Written request: Turn the part of the rows below that opens with the line containing "Target: ocean water" and closes with the line containing "72 126 L 108" into a numbered list, leaving out any blank lines.

Supplied data:
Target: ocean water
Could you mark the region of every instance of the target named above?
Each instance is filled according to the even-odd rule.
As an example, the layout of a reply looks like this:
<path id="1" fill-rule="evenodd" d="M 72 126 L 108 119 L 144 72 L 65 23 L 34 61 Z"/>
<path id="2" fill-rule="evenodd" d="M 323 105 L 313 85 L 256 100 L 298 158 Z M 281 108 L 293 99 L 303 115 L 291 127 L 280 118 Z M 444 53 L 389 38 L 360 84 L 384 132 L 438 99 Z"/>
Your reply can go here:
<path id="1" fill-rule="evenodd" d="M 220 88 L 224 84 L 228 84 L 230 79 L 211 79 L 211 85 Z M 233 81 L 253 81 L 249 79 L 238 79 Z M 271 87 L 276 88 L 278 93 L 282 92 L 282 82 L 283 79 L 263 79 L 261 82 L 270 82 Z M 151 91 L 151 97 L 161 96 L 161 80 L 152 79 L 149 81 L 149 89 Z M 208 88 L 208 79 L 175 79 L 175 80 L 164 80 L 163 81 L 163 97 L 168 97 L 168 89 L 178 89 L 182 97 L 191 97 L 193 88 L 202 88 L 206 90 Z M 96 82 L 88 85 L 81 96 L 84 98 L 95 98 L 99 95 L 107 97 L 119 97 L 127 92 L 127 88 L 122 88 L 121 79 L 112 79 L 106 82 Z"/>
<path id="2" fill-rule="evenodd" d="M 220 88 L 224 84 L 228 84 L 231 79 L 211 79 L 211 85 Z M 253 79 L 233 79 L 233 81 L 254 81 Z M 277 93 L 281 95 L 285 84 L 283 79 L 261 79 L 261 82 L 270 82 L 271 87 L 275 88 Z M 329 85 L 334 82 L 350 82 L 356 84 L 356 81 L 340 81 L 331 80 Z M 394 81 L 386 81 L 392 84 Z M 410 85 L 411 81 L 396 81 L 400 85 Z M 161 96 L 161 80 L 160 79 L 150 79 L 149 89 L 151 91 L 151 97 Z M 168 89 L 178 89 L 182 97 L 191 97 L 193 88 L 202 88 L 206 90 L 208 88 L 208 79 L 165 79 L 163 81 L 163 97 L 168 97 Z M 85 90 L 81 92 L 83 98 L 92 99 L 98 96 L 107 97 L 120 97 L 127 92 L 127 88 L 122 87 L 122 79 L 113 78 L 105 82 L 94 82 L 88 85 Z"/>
* * *
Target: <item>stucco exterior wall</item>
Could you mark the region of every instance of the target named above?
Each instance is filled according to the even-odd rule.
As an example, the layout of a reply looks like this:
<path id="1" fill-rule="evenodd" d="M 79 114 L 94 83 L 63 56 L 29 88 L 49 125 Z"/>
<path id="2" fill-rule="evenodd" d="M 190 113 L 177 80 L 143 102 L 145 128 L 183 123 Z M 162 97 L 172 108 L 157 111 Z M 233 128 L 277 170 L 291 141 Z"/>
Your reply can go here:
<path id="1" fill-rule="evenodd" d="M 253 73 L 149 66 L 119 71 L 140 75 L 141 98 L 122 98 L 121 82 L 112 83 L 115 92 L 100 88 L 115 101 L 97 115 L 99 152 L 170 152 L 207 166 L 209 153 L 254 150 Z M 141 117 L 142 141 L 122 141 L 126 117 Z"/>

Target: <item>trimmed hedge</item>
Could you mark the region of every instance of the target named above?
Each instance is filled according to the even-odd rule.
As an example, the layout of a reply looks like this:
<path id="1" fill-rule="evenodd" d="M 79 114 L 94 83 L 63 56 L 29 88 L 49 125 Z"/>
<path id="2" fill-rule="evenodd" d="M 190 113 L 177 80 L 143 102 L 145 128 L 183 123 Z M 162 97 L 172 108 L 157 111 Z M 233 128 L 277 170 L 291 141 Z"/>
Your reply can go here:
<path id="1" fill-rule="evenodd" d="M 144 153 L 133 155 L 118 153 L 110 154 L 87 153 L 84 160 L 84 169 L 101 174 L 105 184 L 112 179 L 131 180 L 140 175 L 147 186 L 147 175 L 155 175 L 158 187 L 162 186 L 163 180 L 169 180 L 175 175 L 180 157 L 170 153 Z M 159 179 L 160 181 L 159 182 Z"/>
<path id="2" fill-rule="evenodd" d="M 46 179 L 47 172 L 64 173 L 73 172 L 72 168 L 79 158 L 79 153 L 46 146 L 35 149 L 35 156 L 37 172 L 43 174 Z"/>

Problem solution:
1. Target: ocean water
2. Could you mark the region of every instance of the target named above?
3. Each instance is filled according to the even-odd rule.
4. As an example, the layout of a reply looks like this:
5. <path id="1" fill-rule="evenodd" d="M 72 126 L 108 119 L 144 72 L 65 23 L 34 61 Z"/>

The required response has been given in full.